**Given exercise**
Pick out every line in the rows below that contains the string "soldier", and copy each one in full.

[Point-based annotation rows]

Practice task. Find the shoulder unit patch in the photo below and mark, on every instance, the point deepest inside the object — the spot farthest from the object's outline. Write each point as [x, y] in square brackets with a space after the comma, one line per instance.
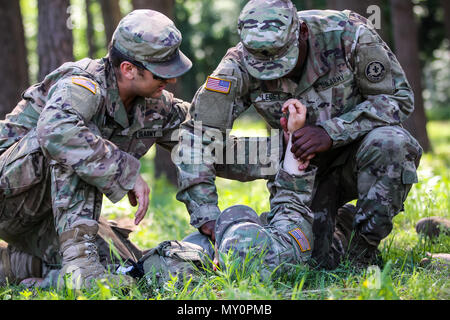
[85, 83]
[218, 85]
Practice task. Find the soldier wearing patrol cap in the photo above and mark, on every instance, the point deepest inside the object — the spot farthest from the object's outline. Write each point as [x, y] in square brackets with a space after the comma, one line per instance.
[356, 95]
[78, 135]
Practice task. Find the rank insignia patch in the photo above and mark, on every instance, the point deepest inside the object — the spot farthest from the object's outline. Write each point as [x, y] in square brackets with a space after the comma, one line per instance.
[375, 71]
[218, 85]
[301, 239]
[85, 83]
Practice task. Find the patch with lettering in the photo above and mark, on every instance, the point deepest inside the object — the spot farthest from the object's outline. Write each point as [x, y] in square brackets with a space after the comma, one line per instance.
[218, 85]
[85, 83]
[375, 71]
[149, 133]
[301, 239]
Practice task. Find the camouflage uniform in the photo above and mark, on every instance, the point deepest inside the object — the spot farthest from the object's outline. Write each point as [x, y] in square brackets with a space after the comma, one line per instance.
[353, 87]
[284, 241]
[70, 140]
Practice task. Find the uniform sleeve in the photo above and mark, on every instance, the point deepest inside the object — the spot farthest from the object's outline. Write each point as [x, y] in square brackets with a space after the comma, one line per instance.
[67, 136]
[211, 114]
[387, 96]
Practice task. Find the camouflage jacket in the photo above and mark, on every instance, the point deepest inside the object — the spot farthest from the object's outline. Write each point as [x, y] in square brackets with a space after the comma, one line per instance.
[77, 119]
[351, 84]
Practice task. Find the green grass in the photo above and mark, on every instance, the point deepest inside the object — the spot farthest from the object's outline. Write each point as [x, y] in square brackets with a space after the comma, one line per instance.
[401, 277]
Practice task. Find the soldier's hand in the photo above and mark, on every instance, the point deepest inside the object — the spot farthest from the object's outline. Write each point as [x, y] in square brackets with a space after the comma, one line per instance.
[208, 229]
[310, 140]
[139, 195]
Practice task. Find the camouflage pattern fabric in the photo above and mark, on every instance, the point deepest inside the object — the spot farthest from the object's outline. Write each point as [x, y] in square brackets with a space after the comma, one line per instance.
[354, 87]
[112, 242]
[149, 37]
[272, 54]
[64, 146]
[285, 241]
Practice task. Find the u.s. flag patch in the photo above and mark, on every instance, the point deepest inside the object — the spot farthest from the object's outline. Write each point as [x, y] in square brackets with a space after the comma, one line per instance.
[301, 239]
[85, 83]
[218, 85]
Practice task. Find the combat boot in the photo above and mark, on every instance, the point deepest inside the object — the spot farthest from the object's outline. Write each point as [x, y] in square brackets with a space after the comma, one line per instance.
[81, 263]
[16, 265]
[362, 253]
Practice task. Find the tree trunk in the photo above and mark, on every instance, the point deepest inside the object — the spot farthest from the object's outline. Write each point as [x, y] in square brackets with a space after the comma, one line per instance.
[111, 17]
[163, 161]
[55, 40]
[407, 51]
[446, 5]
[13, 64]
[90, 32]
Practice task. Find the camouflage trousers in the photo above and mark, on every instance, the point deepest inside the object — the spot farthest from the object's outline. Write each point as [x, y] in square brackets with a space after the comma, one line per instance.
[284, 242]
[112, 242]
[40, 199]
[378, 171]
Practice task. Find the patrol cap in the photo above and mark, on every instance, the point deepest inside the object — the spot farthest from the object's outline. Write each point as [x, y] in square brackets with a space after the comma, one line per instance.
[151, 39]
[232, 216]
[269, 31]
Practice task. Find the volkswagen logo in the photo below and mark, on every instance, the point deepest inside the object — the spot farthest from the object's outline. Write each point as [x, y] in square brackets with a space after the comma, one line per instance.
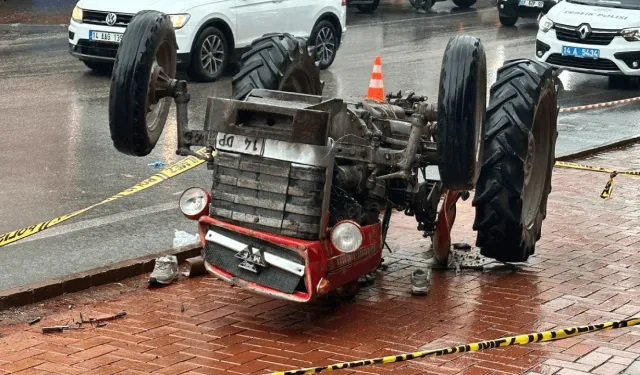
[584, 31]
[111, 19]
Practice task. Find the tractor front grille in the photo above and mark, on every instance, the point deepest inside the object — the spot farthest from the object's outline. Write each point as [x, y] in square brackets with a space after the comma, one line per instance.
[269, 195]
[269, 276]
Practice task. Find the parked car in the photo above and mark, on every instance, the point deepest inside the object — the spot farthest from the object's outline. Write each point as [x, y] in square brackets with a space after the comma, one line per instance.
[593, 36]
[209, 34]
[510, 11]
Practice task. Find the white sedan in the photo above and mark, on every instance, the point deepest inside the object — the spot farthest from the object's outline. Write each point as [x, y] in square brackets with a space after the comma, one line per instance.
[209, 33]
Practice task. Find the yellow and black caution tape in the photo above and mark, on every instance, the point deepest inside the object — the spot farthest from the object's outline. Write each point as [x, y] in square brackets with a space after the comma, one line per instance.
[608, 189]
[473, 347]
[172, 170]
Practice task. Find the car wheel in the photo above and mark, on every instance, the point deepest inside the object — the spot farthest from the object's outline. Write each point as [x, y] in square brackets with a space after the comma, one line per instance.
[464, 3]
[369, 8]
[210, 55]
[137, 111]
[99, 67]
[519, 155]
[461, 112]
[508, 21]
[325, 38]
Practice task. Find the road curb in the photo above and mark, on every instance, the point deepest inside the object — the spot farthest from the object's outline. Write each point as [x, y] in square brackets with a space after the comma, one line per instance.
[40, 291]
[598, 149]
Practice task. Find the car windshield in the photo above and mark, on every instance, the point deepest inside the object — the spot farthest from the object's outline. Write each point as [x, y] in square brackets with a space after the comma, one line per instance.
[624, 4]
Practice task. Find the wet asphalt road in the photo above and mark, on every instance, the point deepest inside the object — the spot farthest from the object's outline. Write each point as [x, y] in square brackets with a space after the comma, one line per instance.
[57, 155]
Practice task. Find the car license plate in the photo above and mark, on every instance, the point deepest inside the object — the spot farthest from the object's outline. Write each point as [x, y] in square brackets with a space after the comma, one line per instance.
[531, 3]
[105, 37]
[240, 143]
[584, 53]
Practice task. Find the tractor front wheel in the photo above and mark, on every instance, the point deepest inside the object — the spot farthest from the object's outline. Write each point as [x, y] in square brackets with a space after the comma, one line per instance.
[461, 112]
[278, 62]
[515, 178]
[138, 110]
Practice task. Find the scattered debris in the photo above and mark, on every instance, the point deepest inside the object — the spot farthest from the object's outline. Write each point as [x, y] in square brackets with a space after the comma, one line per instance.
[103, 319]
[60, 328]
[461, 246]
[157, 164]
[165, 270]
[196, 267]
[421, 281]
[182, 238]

--

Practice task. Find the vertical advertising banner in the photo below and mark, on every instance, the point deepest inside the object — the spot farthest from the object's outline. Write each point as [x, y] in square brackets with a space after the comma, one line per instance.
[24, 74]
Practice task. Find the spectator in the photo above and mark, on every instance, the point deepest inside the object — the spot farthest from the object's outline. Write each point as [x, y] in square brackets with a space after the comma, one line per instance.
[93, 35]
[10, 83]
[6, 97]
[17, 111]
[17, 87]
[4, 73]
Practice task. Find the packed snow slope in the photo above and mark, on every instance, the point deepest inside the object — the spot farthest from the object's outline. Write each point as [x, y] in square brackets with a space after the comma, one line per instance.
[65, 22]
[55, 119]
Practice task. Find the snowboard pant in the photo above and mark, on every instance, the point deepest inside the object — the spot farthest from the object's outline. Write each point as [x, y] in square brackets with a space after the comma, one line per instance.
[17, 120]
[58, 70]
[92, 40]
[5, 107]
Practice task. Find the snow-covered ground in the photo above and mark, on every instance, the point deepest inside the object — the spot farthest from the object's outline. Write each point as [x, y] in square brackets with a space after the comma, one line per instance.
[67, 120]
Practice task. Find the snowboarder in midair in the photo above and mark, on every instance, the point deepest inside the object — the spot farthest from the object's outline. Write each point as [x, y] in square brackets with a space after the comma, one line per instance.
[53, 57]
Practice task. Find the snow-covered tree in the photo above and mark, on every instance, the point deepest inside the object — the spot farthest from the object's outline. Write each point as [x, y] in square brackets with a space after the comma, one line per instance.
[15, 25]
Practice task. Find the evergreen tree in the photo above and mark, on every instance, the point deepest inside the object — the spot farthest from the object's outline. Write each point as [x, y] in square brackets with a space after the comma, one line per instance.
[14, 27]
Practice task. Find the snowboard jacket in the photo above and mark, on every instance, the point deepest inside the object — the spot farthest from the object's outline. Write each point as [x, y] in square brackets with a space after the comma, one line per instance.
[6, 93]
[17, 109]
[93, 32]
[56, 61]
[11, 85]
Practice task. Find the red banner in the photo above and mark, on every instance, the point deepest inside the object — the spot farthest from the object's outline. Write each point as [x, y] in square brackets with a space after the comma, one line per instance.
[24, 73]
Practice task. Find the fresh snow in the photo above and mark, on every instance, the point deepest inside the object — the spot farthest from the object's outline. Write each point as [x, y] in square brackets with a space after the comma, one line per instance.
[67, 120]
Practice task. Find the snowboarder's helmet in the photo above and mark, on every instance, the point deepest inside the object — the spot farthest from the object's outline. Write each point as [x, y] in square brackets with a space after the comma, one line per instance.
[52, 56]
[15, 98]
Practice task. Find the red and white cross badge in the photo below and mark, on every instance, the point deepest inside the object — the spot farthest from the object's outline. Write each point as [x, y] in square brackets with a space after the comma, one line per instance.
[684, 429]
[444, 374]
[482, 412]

...

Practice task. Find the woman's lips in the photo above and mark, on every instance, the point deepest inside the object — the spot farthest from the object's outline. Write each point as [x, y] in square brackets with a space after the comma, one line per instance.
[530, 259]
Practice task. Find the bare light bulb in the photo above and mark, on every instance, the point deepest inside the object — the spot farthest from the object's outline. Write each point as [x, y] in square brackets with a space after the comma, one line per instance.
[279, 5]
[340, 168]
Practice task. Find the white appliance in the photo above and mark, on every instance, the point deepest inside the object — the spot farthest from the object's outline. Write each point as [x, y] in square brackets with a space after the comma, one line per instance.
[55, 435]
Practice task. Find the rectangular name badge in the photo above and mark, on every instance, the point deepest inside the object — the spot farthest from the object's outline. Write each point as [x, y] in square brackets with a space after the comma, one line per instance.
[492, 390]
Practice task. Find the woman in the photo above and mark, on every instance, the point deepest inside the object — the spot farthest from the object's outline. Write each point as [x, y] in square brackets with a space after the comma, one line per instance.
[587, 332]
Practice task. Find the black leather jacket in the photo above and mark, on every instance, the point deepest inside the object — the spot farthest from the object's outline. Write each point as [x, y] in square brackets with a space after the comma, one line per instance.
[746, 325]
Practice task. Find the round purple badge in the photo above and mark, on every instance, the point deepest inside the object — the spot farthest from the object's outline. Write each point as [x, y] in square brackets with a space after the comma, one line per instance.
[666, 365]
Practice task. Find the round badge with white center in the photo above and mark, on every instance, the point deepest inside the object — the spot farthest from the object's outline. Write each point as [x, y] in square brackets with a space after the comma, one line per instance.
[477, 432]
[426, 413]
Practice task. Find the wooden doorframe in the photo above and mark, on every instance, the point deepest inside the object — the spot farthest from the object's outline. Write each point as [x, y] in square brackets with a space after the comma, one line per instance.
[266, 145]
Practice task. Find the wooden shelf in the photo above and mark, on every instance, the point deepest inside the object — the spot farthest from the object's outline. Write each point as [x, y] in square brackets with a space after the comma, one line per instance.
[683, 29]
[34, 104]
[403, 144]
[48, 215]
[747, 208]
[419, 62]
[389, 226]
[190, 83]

**Full answer**
Practice task. Find the soldier wearing patrol cap in the photo above and mark, on every instance, the point deepest inside the object — the spot farthest from the object's outline. Write each point as [x, y] in square brackets with a space after the comma, one line per instance.
Practice task. Find the soldier's hand in the photo above and mark, on every instance, the point deepest inside the object — the spot farthest from the object's outline. Write each point as [x, y] in square brackets with a space after the comma, one line per instance.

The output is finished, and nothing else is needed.